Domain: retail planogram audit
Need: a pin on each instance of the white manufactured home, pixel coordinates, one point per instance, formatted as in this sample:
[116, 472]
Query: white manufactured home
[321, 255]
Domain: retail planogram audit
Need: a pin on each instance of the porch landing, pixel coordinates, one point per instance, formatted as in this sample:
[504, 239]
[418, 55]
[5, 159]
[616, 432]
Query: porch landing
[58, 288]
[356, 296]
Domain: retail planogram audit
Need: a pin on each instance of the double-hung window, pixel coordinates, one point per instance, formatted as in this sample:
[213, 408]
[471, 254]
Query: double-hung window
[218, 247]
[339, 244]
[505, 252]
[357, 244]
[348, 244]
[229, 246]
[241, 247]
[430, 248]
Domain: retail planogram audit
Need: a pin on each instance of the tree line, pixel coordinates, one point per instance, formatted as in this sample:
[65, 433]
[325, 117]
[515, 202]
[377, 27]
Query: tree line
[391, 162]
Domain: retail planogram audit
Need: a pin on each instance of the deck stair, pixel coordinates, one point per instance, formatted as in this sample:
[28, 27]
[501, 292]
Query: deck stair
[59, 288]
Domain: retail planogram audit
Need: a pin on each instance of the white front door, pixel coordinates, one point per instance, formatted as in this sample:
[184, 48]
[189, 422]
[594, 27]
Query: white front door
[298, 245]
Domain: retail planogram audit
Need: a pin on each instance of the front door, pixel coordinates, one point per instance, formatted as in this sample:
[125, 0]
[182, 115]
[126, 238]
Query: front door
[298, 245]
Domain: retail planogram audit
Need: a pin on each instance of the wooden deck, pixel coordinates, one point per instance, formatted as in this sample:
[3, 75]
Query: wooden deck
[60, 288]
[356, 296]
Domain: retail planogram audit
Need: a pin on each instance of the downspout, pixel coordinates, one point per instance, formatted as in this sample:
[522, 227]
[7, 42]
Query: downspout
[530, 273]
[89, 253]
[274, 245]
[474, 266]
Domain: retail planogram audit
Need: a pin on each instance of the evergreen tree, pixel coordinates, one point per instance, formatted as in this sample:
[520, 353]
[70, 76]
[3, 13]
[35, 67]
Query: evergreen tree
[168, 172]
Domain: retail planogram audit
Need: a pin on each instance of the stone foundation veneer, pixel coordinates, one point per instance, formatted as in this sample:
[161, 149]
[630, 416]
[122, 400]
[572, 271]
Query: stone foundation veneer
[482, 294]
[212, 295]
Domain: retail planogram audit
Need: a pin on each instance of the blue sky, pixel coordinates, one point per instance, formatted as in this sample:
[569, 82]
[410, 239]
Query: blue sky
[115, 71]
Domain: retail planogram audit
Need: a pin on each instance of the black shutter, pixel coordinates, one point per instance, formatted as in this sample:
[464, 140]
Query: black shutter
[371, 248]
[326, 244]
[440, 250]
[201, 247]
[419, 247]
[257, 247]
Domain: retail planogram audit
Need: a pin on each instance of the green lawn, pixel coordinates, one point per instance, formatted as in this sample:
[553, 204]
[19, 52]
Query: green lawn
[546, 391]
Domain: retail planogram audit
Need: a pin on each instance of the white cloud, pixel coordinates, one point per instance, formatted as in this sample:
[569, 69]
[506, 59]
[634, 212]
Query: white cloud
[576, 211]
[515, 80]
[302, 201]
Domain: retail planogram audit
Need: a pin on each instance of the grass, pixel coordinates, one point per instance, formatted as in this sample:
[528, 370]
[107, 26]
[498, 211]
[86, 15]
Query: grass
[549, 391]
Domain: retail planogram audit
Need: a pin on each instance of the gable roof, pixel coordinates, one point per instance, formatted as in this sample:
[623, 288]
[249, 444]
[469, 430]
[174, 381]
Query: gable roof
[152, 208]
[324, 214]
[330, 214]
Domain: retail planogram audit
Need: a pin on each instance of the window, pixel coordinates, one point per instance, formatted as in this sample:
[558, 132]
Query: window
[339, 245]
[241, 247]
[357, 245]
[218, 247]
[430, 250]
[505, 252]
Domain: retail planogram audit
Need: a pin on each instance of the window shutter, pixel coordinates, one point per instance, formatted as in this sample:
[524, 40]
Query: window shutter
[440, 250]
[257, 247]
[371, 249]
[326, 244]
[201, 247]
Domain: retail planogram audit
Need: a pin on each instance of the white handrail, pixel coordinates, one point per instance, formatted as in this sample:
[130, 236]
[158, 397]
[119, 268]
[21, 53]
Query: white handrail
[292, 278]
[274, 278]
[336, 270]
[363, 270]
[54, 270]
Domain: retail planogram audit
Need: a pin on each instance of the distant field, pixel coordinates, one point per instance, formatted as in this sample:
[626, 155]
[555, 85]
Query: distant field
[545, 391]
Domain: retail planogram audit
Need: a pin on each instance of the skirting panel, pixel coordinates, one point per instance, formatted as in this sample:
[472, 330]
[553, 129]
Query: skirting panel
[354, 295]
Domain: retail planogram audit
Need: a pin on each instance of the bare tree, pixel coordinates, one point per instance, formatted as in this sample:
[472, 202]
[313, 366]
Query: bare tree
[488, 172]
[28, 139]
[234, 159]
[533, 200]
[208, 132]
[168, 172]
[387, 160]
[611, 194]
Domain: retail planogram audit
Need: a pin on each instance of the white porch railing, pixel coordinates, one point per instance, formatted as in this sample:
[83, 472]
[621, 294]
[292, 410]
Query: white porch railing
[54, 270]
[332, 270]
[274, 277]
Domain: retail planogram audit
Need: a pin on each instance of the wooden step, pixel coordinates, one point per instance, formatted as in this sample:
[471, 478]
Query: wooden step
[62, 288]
+++
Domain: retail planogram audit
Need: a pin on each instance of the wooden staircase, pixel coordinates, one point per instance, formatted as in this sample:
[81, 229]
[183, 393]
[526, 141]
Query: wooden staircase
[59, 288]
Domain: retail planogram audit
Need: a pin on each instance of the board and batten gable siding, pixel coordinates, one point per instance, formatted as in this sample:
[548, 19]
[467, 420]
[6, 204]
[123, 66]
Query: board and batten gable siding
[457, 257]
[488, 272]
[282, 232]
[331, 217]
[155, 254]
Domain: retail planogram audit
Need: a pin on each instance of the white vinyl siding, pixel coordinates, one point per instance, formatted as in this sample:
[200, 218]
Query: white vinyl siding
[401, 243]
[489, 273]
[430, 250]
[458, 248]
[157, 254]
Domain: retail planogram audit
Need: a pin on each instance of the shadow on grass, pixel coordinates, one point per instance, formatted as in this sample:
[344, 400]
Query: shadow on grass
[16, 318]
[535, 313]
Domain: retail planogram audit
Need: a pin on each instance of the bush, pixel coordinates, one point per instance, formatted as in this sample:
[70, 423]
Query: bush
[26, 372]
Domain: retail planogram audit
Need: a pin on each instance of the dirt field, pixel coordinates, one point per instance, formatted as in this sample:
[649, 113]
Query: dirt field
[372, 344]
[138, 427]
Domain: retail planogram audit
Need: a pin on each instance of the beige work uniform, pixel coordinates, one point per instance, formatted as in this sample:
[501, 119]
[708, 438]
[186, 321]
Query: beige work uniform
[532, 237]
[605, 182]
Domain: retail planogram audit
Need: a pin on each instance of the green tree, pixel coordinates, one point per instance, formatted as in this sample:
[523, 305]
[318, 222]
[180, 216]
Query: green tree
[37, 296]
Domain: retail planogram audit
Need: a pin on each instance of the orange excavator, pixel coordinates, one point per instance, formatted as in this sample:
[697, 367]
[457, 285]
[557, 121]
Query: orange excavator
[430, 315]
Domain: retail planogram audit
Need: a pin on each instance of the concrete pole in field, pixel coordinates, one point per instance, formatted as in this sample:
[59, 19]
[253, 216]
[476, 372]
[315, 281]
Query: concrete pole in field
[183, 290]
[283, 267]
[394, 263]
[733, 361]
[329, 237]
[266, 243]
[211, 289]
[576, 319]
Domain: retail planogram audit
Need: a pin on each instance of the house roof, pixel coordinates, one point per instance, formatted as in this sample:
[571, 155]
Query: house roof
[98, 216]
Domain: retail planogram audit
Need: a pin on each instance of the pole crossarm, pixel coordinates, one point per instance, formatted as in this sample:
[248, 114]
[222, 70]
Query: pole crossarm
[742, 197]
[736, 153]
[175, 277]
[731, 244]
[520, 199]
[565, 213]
+++
## AIM OF THE TASK
Return every line of the data above that contains the string "handrail", matching case exactly.

## REPLY TO THE EXERCISE
Need: a pin on each instance of the white handrail, pixel coordinates, one point per instance, formatted as in this sample:
Query: white handrail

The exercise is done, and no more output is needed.